Required work
Once the pictures are set aside, copy the records below exactly as they stand.

[Data excerpts]
◇ ◇ ◇ ◇

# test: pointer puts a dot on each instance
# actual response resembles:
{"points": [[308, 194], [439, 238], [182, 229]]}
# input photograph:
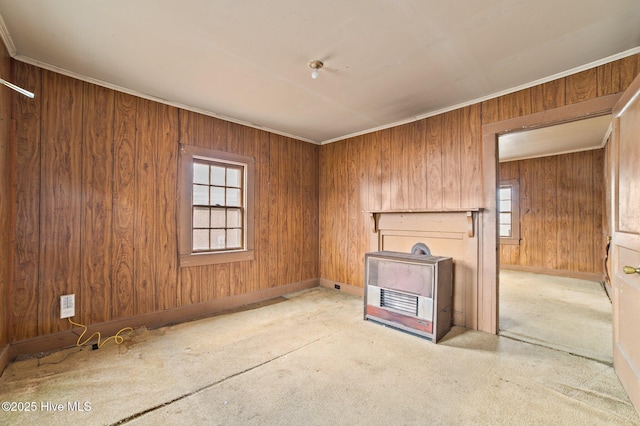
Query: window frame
{"points": [[187, 256], [514, 239]]}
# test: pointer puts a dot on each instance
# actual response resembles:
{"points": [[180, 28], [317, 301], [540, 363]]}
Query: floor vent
{"points": [[399, 301]]}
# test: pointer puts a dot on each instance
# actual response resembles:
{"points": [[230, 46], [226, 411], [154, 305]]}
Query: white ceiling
{"points": [[583, 135], [386, 62]]}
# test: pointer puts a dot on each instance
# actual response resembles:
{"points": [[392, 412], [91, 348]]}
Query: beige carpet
{"points": [[567, 314], [312, 360]]}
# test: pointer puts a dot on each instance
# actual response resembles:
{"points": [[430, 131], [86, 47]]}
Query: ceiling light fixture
{"points": [[315, 66], [18, 89]]}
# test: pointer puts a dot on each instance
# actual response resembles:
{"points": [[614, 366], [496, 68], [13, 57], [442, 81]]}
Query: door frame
{"points": [[489, 257]]}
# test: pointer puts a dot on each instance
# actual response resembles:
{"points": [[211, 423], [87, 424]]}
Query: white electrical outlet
{"points": [[67, 305]]}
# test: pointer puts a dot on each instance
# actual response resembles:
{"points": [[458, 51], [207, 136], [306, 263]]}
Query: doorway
{"points": [[551, 206]]}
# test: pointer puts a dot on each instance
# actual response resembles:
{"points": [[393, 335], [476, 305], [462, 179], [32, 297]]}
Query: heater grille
{"points": [[402, 302]]}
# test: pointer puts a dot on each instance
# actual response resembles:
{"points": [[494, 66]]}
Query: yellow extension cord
{"points": [[117, 338]]}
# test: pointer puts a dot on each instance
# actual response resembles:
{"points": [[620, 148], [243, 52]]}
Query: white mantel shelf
{"points": [[375, 216]]}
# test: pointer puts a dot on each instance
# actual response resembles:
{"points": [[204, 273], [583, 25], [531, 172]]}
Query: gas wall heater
{"points": [[410, 292]]}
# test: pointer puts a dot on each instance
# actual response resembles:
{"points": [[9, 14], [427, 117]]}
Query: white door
{"points": [[625, 244]]}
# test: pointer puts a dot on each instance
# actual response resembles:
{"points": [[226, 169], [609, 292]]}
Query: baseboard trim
{"points": [[68, 338], [556, 272], [346, 288]]}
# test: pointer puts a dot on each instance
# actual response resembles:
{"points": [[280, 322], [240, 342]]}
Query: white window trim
{"points": [[514, 239]]}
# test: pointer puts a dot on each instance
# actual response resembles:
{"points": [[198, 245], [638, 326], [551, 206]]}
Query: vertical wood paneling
{"points": [[561, 208], [216, 278], [581, 86], [629, 69], [564, 212], [309, 222], [418, 178], [469, 164], [583, 212], [26, 253], [550, 230], [190, 282], [274, 216], [387, 187], [451, 160], [374, 169], [250, 145], [124, 173], [96, 226], [167, 192], [515, 104], [526, 218], [60, 196], [237, 270], [537, 212], [353, 182], [96, 206], [341, 214], [598, 183], [263, 208], [7, 177], [144, 259], [548, 95], [434, 163]]}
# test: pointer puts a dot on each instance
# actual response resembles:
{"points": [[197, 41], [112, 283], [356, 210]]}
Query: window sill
{"points": [[510, 241], [200, 259]]}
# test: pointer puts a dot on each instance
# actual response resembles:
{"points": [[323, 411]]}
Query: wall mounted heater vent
{"points": [[411, 292]]}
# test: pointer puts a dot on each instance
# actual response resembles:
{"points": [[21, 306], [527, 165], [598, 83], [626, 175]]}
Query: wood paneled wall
{"points": [[6, 168], [97, 199], [561, 213], [430, 164]]}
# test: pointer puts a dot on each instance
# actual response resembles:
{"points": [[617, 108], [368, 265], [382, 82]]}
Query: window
{"points": [[509, 212], [215, 207]]}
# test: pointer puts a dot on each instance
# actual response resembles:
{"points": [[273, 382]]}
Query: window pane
{"points": [[233, 177], [234, 238], [200, 217], [505, 193], [505, 205], [200, 195], [200, 239], [505, 218], [233, 197], [217, 218], [217, 175], [217, 239], [217, 196], [201, 173], [234, 218]]}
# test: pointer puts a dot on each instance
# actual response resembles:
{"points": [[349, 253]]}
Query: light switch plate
{"points": [[67, 305]]}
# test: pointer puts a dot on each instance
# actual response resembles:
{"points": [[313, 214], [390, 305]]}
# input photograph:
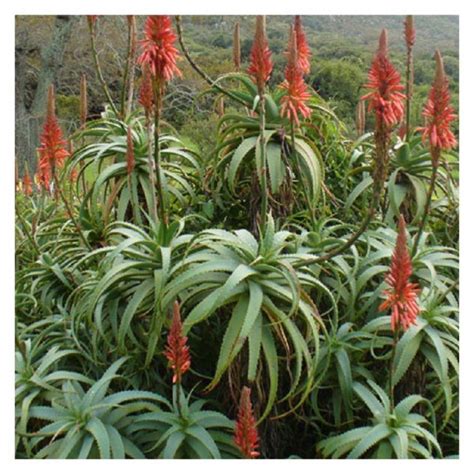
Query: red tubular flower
{"points": [[260, 56], [145, 94], [410, 33], [52, 150], [130, 151], [438, 112], [158, 48], [401, 297], [385, 85], [91, 19], [246, 434], [302, 46], [296, 95], [176, 351], [27, 184]]}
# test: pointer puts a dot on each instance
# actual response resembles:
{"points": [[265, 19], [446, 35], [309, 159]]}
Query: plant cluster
{"points": [[293, 293]]}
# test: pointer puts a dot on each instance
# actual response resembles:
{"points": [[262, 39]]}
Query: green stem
{"points": [[151, 172], [300, 174], [125, 72], [99, 69], [263, 157], [409, 85], [379, 176], [178, 398], [68, 208], [27, 232], [429, 198], [392, 369], [195, 66], [161, 194]]}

◇ ◇ ◇ ◇

Exercise response
# test: pointer puts a dot on each instance
# actual response resembles:
{"points": [[308, 194], [439, 238], [182, 229]]}
# input photograph:
Query: window frame
{"points": [[187, 256], [514, 239]]}
# test: pointer puts a dot on each instance
# actual response resembles:
{"points": [[180, 28], [317, 301], [540, 363]]}
Query: floor vent
{"points": [[399, 301]]}
# test: pointer puts a dot on each instance
# actual response resembles:
{"points": [[230, 46], [226, 411], [154, 305]]}
Query: white ceiling
{"points": [[583, 135], [386, 62]]}
# test: pointer puts a dot on each instance
# actual response resembles:
{"points": [[392, 412], [91, 348]]}
Query: beige carpet
{"points": [[567, 314], [312, 360]]}
# test: pointer puts a dot on each instance
# actual response resembles:
{"points": [[430, 131], [86, 47]]}
Query: ceiling light fixture
{"points": [[315, 66], [18, 89]]}
# test: pointer puts a dot on each instance
# actual response resembles:
{"points": [[614, 366], [496, 68], [13, 57], [442, 81]]}
Query: door frame
{"points": [[489, 257]]}
# test: pointer puts a dot on each instance
# actual response resembles:
{"points": [[211, 423], [87, 424]]}
Query: white electrical outlet
{"points": [[67, 305]]}
# test: pointer puts a dot on each instance
# actual response resembles:
{"points": [[458, 51], [207, 136], [306, 263]]}
Query: doorway
{"points": [[551, 206]]}
# test: pointer puts a dot on each instance
# actual response resembles:
{"points": [[393, 335], [476, 305], [462, 179], [32, 297]]}
Query: heater grille
{"points": [[402, 302]]}
# test: pointer puts a dot on each instance
# actual response resembles:
{"points": [[494, 66]]}
Query: yellow extension cord
{"points": [[117, 338]]}
# test: pointer puts a dot on each instance
# actual response resembles:
{"points": [[620, 148], [243, 52]]}
Query: white mantel shelf
{"points": [[375, 216]]}
# test: pointer puts a dot on each instance
# actual response resembles:
{"points": [[204, 273], [583, 25], [531, 172]]}
Query: gas wall heater
{"points": [[410, 292]]}
# test: pointer puts a dot on each instance
# actual response resembles:
{"points": [[9, 14], [427, 117]]}
Query: white door
{"points": [[625, 244]]}
# test: pointer puts a dot on each instance
# actual response resembles:
{"points": [[226, 169], [609, 292]]}
Query: baseboard trim
{"points": [[68, 338], [556, 272], [346, 288]]}
# test: pointer puts a dot on each instance
# actual response resembles:
{"points": [[280, 322], [240, 342]]}
Query: white window trim
{"points": [[514, 239]]}
# test: pointer puts a dot on each instance
# actual response resembles:
{"points": [[198, 245], [638, 326], [551, 206]]}
Query: vertical wood paneling
{"points": [[561, 208], [216, 278], [581, 86], [629, 69], [564, 212], [309, 222], [418, 178], [469, 164], [583, 212], [26, 253], [550, 230], [190, 282], [274, 216], [387, 187], [451, 160], [374, 169], [250, 145], [124, 173], [96, 226], [167, 192], [515, 104], [526, 218], [60, 196], [237, 270], [537, 212], [353, 182], [96, 206], [341, 214], [598, 183], [263, 208], [7, 177], [144, 259], [548, 95], [434, 163]]}
# test: pointer puts a dot on each instance
# actual response resembles:
{"points": [[197, 41], [112, 283], [356, 210]]}
Query: window sill
{"points": [[510, 241], [200, 259]]}
# test: pointer puts a dot on each instance
# actual response resembles:
{"points": [[323, 411]]}
Query: wall mounted heater vent
{"points": [[411, 292]]}
# test: pointer puts a dot on each instance
# actual response resembles:
{"points": [[21, 306], [527, 165], [598, 83], [626, 175]]}
Query: wood paneled wall
{"points": [[6, 168], [97, 199], [561, 213], [430, 164]]}
# test: pointer puts a dot on each instance
# actual response resembles:
{"points": [[617, 108], [368, 265], [382, 82]]}
Query: window
{"points": [[509, 212], [215, 207]]}
# test: pointer puts a dot on each instance
# actual response resembles:
{"points": [[273, 382]]}
Query: window pane
{"points": [[233, 177], [234, 238], [200, 217], [505, 193], [505, 205], [200, 195], [200, 239], [505, 218], [233, 197], [217, 218], [217, 175], [217, 239], [217, 196], [201, 173], [234, 218]]}
# test: pointer puts a dot on each instance
# actual response resembles:
{"points": [[349, 253]]}
Query: light switch plate
{"points": [[67, 305]]}
# test: pointer puts a dot on each instance
# actual response resembles:
{"points": [[313, 214], [390, 305]]}
# input photograph:
Query: red tubular flower
{"points": [[260, 56], [145, 94], [410, 33], [52, 150], [130, 151], [438, 112], [158, 48], [401, 297], [385, 85], [91, 19], [246, 434], [302, 46], [296, 95], [176, 351], [27, 184]]}
# test: pointer puts a dot on each instance
# actual response resembles:
{"points": [[265, 19], [446, 35], [309, 159]]}
Query: plant cluster
{"points": [[293, 293]]}
# test: pointer puts a dot on each instance
# actual response resembles:
{"points": [[262, 39]]}
Query: green stem
{"points": [[151, 172], [300, 174], [125, 72], [99, 69], [263, 157], [409, 85], [379, 176], [178, 398], [68, 208], [27, 232], [429, 198], [392, 369], [195, 66], [161, 194]]}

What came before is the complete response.